Problem to work on = Retype the range from the line holding "of the engine" to the last line of the listing, inclusive, exactly as it appears and with nothing else.

Working data =
--- START ---

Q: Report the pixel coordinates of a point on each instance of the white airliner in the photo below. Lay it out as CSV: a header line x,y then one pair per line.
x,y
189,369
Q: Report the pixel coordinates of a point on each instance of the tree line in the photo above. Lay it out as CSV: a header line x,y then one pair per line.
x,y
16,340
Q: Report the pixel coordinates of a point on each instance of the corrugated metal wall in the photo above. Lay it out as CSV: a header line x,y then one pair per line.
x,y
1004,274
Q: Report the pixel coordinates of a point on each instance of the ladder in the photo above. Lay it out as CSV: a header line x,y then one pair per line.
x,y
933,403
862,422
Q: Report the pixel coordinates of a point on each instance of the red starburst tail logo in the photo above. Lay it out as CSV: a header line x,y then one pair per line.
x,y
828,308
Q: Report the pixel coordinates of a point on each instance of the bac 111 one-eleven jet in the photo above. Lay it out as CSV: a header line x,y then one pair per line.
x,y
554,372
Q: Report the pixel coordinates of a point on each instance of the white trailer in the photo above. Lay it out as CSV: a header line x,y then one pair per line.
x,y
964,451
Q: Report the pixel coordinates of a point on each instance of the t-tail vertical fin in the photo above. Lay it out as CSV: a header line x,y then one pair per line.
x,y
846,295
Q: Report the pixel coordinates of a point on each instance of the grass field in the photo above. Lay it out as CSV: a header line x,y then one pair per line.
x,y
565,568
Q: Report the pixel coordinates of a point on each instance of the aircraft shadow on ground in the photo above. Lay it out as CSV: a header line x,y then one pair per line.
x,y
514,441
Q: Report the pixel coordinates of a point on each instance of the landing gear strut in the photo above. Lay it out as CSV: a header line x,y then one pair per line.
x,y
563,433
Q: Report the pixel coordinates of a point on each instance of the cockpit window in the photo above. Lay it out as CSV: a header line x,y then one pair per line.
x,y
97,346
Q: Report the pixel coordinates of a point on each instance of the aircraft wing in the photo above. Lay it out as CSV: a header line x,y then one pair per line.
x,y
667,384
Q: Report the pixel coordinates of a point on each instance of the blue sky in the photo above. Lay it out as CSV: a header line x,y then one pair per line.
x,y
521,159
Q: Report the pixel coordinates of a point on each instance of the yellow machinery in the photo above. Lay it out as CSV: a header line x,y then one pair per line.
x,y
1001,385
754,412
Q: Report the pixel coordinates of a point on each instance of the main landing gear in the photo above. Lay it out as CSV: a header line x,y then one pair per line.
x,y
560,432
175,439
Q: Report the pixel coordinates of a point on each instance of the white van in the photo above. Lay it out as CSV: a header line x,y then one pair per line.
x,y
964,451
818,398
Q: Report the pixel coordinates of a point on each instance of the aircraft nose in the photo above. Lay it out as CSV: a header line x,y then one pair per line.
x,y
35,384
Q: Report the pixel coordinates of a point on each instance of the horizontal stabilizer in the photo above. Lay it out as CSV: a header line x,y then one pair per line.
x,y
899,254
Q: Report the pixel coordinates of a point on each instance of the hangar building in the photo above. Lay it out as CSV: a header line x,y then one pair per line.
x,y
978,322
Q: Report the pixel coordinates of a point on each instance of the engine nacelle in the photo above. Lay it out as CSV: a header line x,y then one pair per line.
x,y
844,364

--- END ---

Exercise output =
Q: Report the pixel coordinates of a point on each instance of the engine nacelle in the photo above. Lay it out as CSV: a header line x,y then one pair per line.
x,y
844,364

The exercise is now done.